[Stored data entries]
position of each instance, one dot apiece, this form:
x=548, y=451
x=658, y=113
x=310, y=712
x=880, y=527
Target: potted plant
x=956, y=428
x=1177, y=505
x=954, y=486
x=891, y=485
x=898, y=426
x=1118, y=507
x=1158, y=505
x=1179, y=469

### Required action
From the first line through the last, repeat the entries exactly.

### Answer below
position of each instance, one dot apiece, this form:
x=548, y=451
x=658, y=113
x=310, y=712
x=880, y=527
Target: potted plant
x=956, y=428
x=1177, y=505
x=954, y=486
x=891, y=485
x=898, y=426
x=1118, y=507
x=1158, y=505
x=1179, y=469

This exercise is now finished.